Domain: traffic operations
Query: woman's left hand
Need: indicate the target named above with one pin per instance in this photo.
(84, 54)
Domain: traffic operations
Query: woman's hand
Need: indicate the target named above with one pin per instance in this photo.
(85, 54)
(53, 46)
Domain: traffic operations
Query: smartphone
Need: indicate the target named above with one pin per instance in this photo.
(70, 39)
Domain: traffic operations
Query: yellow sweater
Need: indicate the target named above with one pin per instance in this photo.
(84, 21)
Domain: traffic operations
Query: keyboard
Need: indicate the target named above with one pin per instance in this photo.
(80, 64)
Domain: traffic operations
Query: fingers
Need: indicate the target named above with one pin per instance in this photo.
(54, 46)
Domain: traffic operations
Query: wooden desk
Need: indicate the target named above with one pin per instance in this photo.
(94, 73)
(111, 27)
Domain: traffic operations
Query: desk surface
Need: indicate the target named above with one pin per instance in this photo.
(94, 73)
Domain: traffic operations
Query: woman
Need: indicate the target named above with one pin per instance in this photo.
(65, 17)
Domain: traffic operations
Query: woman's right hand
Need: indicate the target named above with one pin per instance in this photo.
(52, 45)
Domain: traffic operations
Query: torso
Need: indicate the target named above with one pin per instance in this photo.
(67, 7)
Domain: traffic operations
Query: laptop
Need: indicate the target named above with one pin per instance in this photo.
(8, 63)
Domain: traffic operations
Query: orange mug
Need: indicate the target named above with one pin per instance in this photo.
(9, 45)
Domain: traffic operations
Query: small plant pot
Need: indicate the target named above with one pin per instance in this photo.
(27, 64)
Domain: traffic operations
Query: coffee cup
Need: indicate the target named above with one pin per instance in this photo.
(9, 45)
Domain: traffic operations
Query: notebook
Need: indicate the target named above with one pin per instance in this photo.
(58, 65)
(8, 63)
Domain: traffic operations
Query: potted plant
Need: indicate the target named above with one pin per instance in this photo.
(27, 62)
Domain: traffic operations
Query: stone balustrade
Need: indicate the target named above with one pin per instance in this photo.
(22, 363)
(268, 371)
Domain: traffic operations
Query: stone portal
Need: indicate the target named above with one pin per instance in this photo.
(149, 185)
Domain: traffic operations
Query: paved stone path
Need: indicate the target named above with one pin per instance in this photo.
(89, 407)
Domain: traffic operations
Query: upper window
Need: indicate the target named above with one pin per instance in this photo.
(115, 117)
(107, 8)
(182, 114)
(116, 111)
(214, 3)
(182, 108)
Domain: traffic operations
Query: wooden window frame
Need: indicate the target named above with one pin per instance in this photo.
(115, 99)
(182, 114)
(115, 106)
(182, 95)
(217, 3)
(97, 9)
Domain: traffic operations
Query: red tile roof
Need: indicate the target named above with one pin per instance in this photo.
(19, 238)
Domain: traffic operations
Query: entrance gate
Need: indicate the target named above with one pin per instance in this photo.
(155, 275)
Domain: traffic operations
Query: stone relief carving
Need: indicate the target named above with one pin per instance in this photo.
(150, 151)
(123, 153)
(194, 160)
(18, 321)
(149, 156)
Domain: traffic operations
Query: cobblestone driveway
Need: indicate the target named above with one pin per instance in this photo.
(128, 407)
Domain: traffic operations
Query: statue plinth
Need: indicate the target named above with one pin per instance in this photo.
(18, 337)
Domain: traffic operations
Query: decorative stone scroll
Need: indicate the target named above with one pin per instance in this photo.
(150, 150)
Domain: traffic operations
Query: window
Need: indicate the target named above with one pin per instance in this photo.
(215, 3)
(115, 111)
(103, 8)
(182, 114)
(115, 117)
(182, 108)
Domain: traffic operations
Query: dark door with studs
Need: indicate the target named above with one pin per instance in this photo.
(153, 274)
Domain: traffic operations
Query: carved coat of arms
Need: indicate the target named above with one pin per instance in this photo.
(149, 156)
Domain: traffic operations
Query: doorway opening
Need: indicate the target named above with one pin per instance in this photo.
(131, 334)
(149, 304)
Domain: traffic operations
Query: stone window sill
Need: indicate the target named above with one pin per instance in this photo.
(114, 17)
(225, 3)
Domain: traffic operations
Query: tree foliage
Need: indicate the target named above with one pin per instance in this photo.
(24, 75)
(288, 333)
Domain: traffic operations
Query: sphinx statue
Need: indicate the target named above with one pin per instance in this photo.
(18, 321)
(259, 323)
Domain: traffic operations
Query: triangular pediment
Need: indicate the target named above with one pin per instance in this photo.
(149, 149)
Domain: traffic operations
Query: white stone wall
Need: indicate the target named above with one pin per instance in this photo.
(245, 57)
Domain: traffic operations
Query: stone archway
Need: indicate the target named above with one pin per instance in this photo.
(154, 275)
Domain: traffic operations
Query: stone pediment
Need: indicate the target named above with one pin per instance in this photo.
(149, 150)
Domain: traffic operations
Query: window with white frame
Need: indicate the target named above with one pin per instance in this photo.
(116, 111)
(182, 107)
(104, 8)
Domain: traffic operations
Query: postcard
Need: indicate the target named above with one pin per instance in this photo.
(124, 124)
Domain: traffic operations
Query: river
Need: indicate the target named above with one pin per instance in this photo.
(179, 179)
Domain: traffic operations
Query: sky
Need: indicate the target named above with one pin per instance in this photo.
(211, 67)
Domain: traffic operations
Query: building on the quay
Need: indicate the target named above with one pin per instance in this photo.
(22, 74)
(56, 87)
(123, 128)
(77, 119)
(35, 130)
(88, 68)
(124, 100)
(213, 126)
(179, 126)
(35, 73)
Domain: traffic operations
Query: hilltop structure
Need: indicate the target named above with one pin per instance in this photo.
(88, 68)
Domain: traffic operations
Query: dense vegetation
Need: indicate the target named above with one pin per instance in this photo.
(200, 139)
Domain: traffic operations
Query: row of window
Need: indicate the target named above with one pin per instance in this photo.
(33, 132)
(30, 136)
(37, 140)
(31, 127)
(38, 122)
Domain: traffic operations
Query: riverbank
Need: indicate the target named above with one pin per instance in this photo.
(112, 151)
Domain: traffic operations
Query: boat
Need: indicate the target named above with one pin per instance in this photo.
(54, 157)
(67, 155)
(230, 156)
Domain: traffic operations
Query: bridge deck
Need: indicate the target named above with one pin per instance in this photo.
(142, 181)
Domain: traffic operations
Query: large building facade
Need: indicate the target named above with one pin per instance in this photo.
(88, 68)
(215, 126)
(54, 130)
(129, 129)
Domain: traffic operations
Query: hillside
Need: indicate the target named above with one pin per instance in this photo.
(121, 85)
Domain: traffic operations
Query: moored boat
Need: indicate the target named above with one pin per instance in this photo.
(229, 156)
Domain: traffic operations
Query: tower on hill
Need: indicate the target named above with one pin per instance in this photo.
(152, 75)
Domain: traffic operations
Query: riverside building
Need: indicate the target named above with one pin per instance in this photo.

> _What is asked_: Output all preceding records character for character.

> _Answer_:
Domain: traffic operations
Query: woman's left hand
Need: indicate the target named above with one pin per instance in this photo.
(84, 54)
Domain: traffic operations
Query: woman's hand
Need: indicate the target named above with one pin per instance in this photo.
(85, 54)
(53, 46)
Domain: traffic operations
Query: smartphone
Need: indicate the target named above with one pin per instance in this photo.
(70, 39)
Domain: traffic operations
Query: yellow sweater
Need: indicate the target named above with one pin per instance in this photo.
(84, 21)
Domain: traffic operations
Query: keyboard
Need: indicate the target named above with one pin per instance in this photo.
(80, 64)
Domain: traffic operations
Query: fingers
Need: indicate the target named above with one pin per instance in this photo.
(54, 46)
Domain: traffic operations
Query: wooden desk
Need: indicate the target named above with one pin per instance in this photo.
(94, 73)
(111, 27)
Domain: traffic operations
Query: desk surface
Need: indicate the target named above with one pin per instance in this photo.
(94, 73)
Domain: traffic operations
Query: woman
Need: indicate the target named above with one pin per instance in this photo.
(65, 17)
Domain: traffic operations
Query: woman's right hand
Need: indicate the target named above with one pin per instance in this photo.
(52, 45)
Domain: traffic operations
Query: torso
Need: indicate the target named above with one pin per instance in this photo.
(67, 7)
Domain: traffic operations
Query: laptop
Need: indicate the target named above with one pin per instance in this photo.
(8, 63)
Domain: traffic operations
Query: orange mug
Need: indicate the target named above with one pin per instance in this photo.
(9, 45)
Domain: traffic operations
Query: small plant pot
Need: indicate the target named above with one pin per instance in this photo.
(27, 64)
Domain: traffic operations
Query: coffee cup
Need: indicate the target named above with one pin per instance in this photo.
(9, 45)
Domain: traffic operations
Query: notebook
Need: indicate the target named above with one pin per instance in this photo.
(58, 65)
(8, 63)
Domain: traffic operations
Query: potted plant
Need: indicate the target named above with one pin per instance in this photo.
(27, 62)
Domain: traffic operations
Query: stone balustrade
Need: indicate the target named above with one pin per instance in this photo.
(22, 363)
(268, 371)
Domain: traffic operations
Query: stone portal
Need: indicate the target named above with one pin per instance in this photo.
(149, 185)
Domain: traffic operations
Query: paved stone path
Need: indicate the target named above with one pin per instance in this photo.
(89, 407)
Domain: traffic operations
Query: upper window
Need: indicate the target named above with one pin per instance in this photo.
(115, 117)
(107, 8)
(182, 114)
(116, 111)
(214, 3)
(182, 108)
Domain: traffic operations
Query: wooden window frame
Need: indicate the target named above with one pin per instance in this photo.
(115, 99)
(182, 114)
(115, 106)
(182, 95)
(217, 3)
(97, 9)
Domain: traffic operations
Query: red tile roof
Need: indicate the target named above with one pin per instance in this photo.
(19, 238)
Domain: traffic operations
Query: entrance gate
Need: indicate the target named above with one pin per instance in this photo.
(155, 275)
Domain: traffic operations
Query: stone relief carving
Need: indicate the target named above with one pin per instance in this photo.
(150, 151)
(123, 153)
(194, 160)
(18, 321)
(149, 156)
Domain: traffic operations
Query: cobblestone driveway
Need: indicate the target named above with one pin per instance in this photo.
(128, 407)
Domain: traffic operations
Query: statue plinth
Need: indicate the target named above with one pin per instance in this photo.
(18, 337)
Domain: traffic operations
Query: decorative stone scroll
Need: indicate the target named above with one pin per instance in this photo.
(150, 150)
Domain: traffic operations
Query: window
Need: indicate the target named above with one pin per instance in this photo.
(215, 3)
(115, 111)
(103, 8)
(182, 114)
(115, 117)
(182, 108)
Domain: traffic operations
Query: dark door with studs
Need: indicate the target named above with one pin per instance in this photo.
(153, 274)
Domain: traffic operations
Query: carved coat of arms
Need: indicate the target named above with one pin per instance in this photo.
(149, 156)
Domain: traffic operations
Query: doorway opening
Need: indicate the target named above with one pin per instance in this photo.
(131, 334)
(149, 304)
Domain: traffic operations
Query: stone window sill
Need: indicate the target named above with one pin per instance in this photo.
(114, 17)
(225, 3)
Domain: traffic operations
Query: tree foliage
Need: indicate the target named above with one pin per instance in this photo.
(24, 75)
(288, 333)
Domain: traffic operations
Query: sphinx statue
Need: indicate the target named above with one pin per instance in this photo.
(18, 321)
(259, 323)
Domain: traffic operations
Query: triangular pediment
Need: indicate the target named above with one pin per instance in this photo.
(149, 149)
Domain: traffic operations
Query: white stone wall
Need: indicate the target named above with one pin per instance in this photo.
(245, 57)
Domain: traffic operations
Query: stone archway
Need: indicate the target named above with one pin per instance in this photo.
(154, 275)
Domain: traffic operations
Query: stone pediment
Need: indicate the target named above with one pin per instance in this photo.
(149, 150)
Domain: traffic operations
Query: window with white frame
Need: indicate the target named above with one pin per instance in this photo.
(116, 111)
(182, 107)
(104, 8)
Domain: traffic operations
Query: postcard
Need: indicate the target named above with one pin per instance in this photo.
(124, 124)
Domain: traffic operations
Query: river
Need: indicate the target named above with one pin per instance in this photo.
(179, 179)
Domain: traffic operations
Query: sky
Need: indicate the target named above with one pin per instance in this photo.
(211, 67)
Domain: traffic operations
Query: building on the quay
Need: indicate the target named above with one pin per instance in this photo.
(22, 74)
(56, 87)
(123, 128)
(77, 119)
(35, 130)
(88, 68)
(124, 100)
(213, 126)
(179, 126)
(35, 73)
Domain: traffic operations
Query: hilltop structure
Need: indicate the target named above with one pin per instance in this photo.
(88, 68)
Domain: traffic operations
Query: dense vegetation
Need: indicate the target named above with one pin per instance in this photo.
(200, 139)
Domain: traffic operations
Query: row of window
Need: indicate the target named above with one pin per instance in this photo.
(33, 132)
(30, 136)
(37, 140)
(31, 127)
(38, 122)
Domain: traffic operations
Query: riverbank
Need: indicate the target named above with one pin per instance in this photo.
(112, 151)
Domain: traffic operations
Query: boat
Need: indicate the target named above with one pin per instance in this photo.
(54, 157)
(67, 155)
(230, 156)
Domain: traffic operations
Query: bridge deck
Need: indicate the target named above with one pin per instance in this photo.
(142, 181)
Domain: traffic operations
Query: large building facade
Need: indicate the target named above with one pin per instance in this photo.
(88, 68)
(215, 126)
(54, 130)
(129, 129)
Domain: traffic operations
Query: hillside
Need: indicate the target named above with one pin per instance in this photo.
(121, 85)
Domain: traffic operations
Query: moored boat
Need: indicate the target named above with one pin per instance in this photo.
(229, 156)
Domain: traffic operations
Query: tower on hill
Need: indicate the target named above with one pin per instance in this photo.
(152, 75)
Domain: traffic operations
Query: riverside building
Need: indicate the target named above with one pin per instance in this photo.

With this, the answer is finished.